WHAT TO DO:
Format the lines starting at the one containing "segment --target visible" and ending at the one containing "483L190 482L182 482L182" as a two-column CSV with the headers instruction and response. Give one row for each set of lines and its answer, with each in a single quoted field and line breaks replaced by spaces.

INFORMATION GIVEN:
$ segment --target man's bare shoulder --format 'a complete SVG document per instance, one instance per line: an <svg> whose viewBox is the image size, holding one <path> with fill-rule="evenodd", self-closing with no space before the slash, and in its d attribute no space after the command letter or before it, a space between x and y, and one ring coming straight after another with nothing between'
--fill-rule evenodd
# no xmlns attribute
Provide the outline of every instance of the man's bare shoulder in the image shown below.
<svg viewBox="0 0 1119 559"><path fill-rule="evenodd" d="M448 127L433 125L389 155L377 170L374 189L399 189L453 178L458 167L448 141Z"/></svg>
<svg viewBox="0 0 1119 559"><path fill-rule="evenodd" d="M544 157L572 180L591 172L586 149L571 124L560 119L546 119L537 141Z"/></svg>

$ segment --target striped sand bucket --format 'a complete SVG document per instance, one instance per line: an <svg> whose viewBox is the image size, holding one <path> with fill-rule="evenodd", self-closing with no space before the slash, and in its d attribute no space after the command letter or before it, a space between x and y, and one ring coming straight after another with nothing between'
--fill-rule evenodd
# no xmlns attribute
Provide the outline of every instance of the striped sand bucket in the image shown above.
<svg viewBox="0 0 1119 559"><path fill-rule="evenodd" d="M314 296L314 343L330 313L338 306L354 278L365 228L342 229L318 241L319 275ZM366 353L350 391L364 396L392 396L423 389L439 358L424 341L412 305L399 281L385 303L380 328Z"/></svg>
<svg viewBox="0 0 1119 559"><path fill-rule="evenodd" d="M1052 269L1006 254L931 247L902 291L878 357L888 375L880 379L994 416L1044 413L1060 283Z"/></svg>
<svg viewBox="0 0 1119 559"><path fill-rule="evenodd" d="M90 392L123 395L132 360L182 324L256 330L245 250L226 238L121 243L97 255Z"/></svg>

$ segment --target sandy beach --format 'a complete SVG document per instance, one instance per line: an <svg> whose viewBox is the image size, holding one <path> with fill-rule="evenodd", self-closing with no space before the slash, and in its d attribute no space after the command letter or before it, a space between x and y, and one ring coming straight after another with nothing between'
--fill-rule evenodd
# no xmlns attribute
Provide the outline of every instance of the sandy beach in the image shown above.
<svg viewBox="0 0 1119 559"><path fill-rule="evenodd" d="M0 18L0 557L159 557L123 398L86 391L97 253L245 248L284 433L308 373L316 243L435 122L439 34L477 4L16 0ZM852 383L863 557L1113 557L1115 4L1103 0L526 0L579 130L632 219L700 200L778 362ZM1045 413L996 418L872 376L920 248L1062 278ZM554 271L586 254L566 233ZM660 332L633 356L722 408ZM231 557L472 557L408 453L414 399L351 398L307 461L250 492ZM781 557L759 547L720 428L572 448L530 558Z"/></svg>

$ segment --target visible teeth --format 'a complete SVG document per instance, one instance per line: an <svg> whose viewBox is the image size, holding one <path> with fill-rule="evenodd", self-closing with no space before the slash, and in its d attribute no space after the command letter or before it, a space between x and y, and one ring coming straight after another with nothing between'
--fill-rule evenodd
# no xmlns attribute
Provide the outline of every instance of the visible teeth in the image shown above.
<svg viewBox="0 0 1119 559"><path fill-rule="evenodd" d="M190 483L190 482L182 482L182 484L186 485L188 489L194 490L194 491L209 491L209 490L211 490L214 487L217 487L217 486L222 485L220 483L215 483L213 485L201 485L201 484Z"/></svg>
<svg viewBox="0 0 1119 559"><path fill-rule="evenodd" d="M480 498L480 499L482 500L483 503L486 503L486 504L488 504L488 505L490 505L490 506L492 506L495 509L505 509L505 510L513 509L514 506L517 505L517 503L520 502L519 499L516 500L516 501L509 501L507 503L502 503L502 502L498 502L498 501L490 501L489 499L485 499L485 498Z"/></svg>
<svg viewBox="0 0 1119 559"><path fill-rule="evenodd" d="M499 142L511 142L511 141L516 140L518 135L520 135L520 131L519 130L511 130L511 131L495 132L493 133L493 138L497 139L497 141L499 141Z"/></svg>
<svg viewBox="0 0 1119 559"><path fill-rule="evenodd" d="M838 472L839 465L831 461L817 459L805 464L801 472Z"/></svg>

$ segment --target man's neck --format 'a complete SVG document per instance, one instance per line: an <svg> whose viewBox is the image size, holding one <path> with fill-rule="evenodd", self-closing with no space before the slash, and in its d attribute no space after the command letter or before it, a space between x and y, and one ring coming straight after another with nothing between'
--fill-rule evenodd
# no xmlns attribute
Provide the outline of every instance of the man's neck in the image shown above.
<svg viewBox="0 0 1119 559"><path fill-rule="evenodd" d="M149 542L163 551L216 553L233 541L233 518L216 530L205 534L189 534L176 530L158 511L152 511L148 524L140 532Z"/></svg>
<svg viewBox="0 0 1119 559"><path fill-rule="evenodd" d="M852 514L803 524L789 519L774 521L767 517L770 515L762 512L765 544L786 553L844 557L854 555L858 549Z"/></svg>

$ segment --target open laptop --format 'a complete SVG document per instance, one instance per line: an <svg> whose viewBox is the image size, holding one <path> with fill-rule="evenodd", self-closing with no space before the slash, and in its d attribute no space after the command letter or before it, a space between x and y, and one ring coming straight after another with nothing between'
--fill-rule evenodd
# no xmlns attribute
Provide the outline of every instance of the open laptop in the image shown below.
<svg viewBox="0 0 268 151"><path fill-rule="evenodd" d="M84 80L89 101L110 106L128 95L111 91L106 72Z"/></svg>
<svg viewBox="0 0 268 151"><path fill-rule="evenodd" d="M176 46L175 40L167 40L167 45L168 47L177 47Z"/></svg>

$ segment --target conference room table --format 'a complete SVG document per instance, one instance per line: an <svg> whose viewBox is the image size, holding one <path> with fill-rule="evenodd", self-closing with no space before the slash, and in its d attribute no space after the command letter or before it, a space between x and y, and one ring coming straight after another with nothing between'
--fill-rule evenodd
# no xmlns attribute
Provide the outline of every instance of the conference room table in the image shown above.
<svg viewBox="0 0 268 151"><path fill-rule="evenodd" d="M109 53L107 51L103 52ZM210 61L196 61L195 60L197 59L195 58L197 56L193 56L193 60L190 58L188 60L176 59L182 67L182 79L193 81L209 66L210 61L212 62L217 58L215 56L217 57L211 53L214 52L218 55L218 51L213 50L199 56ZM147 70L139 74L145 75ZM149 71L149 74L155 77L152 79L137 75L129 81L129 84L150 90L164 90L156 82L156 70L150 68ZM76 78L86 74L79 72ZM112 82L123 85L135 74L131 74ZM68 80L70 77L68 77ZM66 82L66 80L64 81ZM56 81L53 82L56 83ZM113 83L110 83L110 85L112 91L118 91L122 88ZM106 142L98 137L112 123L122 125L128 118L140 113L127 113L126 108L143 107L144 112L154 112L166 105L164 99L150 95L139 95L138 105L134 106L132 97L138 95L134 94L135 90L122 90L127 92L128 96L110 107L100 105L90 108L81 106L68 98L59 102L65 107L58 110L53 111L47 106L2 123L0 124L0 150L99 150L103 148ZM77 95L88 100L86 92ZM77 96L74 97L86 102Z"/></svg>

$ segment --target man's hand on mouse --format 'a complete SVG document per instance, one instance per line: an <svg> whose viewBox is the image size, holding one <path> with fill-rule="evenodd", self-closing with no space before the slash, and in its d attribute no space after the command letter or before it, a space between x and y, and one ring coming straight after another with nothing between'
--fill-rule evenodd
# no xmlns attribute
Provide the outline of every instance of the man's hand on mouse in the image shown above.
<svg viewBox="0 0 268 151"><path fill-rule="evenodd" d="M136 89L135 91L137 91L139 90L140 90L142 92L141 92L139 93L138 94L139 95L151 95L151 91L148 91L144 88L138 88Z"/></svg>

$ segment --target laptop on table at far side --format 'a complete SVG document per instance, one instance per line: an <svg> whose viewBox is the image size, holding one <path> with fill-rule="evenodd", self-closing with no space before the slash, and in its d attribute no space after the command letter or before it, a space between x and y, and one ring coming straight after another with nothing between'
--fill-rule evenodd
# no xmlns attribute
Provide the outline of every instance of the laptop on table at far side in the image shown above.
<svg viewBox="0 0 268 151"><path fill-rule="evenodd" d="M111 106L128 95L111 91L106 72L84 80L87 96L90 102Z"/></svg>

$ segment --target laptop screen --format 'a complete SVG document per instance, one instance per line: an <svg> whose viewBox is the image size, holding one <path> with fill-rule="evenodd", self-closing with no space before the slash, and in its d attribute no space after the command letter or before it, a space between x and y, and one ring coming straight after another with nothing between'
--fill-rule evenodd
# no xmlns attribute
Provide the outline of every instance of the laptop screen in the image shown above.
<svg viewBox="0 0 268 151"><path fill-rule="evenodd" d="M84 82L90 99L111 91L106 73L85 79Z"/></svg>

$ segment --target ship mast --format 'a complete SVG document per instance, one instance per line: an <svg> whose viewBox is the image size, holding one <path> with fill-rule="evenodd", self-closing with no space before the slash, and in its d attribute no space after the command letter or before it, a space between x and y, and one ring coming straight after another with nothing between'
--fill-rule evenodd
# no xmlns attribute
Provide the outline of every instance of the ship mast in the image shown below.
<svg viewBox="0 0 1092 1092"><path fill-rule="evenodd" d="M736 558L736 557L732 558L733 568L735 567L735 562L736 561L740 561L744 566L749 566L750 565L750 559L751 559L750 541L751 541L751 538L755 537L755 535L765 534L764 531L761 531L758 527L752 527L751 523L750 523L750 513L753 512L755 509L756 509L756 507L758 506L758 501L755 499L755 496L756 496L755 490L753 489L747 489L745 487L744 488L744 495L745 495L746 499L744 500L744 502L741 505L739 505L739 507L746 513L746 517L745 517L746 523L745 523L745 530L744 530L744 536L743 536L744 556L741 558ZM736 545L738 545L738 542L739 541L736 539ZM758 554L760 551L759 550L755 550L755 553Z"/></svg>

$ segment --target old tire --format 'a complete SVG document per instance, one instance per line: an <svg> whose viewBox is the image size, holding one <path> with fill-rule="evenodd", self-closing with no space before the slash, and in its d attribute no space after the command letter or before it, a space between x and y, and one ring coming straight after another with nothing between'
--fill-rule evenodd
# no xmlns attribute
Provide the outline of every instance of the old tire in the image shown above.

WRITTEN ANSWER:
instruction,response
"$ segment --target visible teeth --format 'a complete SVG document per instance, one instance per line: an <svg> whose viewBox is the image size, holding one <path> with fill-rule=""evenodd"", self-closing with no space before the slash, and in its d attribute no space after the command letter or before it, a space between x and y, and one ring coming straight after another with nothing between' --fill-rule evenodd # no xmlns attribute Provide the outline of every instance of the visible teeth in the image shown above.","<svg viewBox=""0 0 1119 559""><path fill-rule=""evenodd"" d=""M190 483L190 482L182 482L182 484L186 485L188 489L194 490L194 491L209 491L209 490L211 490L214 487L217 487L217 486L222 485L220 483L215 483L213 485L201 485L201 484Z""/></svg>"